- Exercício proposto 1 -
Segundo o trecho escolhido, qual é a data do despacho em que o relator não admitiu o recurso?
- Exercício proposto 2 -
Copie do trecho escolhido, sem mudar nada, a parte que começa nas palavras "Em conferência (artigo" e termina depois de "lhes foi concedido.".

- Trecho escolhido -

☆ ☆ ☆ ☆ ☆ ☆ ☆

Notificados nos termos e para os efeitos dos nºs. 1 e 2 do artigo 75º-A da Lei nº 28/82, de 15 de Novembro, reagiram com o fundamento de terem cumprido o disposto nos artigos 70º, nº 1, alínea b), e 75º-A deste diploma legal, uma vez que resulta das alegações que apresentaram junto da Relação terem 'levantado o problema da inconstitucionalidade das normas aplicadas, por violação do artigo 20º da Constituição da República Portuguesa', e, bem assim, decorre dos autos que a arguição de nulidades relativa ao acórdão de 30 de Outubro de 1996, teve por fundamento a omissão de pronúncia quanto ao problema de inconstitucionalidade equacionado na conclusão VIII daquelas alegações.
Face a semelhante atitude processual, o Senhor Conselheiro relator, por despacho de 10 de Abril de 1997, considerou não observado o disposto no citado artigo 75º-A, na medida em que os próprios recorrentes reconhecem que, por omissão de pronúncia, não se violou qualquer norma ou princípio constitucional, desse modo não admitindo o recurso.
Em conferência (artigo 688º, nº 3, do Código de Processo Civil), o Supremo, por acórdão de 8 de Maio seguinte, concordou com o despacho, decidindo não admitir o recurso para o Tribunal Constitucional.
É desse despacho que os interessados reclamam.
O MºPº emitiu parecer, nos termos do nº 2 do artigo 77º da Lei nº 28/82, no sentido da improcedência da reclamação.
Correram-se os vistos legais.
2.1.- Os ora reclamantes agravaram, na oportunidade, para o Supremo Tribunal de Justiça do acórdão da Relação de Coimbra de 7 de Junho de 1994, tendo sido notificados, após a fase das alegações, nos termos e para os efeitos dos artigos
143º a 145º do Código das Custas Judiciais, na sequência do que requereram a concessão de apoio judiciário, na modalidade de isenção total de preparos e custas até final, o que lhes foi concedido.

☆ ☆ ☆ ☆ ☆ ☆ ☆

- Itens do conjunto -
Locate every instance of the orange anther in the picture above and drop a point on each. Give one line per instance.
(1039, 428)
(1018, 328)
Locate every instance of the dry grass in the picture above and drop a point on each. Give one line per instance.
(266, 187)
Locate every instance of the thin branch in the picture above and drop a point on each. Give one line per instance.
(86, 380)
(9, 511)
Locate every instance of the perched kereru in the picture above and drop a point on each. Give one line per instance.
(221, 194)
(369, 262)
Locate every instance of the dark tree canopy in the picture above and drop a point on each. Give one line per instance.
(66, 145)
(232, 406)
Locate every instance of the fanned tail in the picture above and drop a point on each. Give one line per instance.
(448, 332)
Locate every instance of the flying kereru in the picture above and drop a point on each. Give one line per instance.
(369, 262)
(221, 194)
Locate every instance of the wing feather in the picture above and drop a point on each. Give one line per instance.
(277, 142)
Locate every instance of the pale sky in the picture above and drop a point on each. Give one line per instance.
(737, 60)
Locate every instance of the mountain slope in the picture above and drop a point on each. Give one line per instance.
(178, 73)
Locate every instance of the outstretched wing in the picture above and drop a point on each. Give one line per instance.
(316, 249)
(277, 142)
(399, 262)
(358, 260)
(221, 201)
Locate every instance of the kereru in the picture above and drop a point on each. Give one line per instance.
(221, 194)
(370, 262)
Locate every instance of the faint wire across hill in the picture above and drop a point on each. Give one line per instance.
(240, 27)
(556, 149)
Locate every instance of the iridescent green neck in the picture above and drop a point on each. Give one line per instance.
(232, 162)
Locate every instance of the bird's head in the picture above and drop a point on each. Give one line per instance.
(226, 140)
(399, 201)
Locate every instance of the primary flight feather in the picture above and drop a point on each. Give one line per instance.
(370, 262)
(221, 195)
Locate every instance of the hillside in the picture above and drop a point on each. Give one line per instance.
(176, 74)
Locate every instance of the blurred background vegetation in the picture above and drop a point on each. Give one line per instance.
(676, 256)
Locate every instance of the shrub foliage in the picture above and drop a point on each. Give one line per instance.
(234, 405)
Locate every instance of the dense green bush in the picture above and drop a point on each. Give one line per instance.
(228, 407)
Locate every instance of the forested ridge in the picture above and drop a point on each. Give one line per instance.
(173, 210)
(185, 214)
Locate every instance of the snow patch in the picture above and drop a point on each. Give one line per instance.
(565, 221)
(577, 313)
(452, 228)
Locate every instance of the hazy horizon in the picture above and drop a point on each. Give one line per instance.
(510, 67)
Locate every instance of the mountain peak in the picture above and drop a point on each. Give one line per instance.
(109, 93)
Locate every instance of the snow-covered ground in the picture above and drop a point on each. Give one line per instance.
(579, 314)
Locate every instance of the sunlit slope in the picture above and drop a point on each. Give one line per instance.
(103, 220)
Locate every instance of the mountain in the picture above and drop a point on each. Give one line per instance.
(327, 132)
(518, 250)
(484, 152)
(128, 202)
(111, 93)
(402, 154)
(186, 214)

☆ ☆ ☆ ☆ ☆ ☆ ☆

- Resposta completa 1 -
10 de Abril de 1997.

- Resposta completa 2 -
Em conferência (artigo 688º, nº 3, do Código de Processo Civil), o Supremo, por acórdão de 8 de Maio seguinte, concordou com o despacho, decidindo não admitir o recurso para o Tribunal Constitucional.
É desse despacho que os interessados reclamam.
O MºPº emitiu parecer, nos termos do nº 2 do artigo 77º da Lei nº 28/82, no sentido da improcedência da reclamação.
Correram-se os vistos legais.
2.1.- Os ora reclamantes agravaram, na oportunidade, para o Supremo Tribunal de Justiça do acórdão da Relação de Coimbra de 7 de Junho de 1994, tendo sido notificados, após a fase das alegações, nos termos e para os efeitos dos artigos
143º a 145º do Código das Custas Judiciais, na sequência do que requereram a concessão de apoio judiciário, na modalidade de isenção total de preparos e custas até final, o que lhes foi concedido.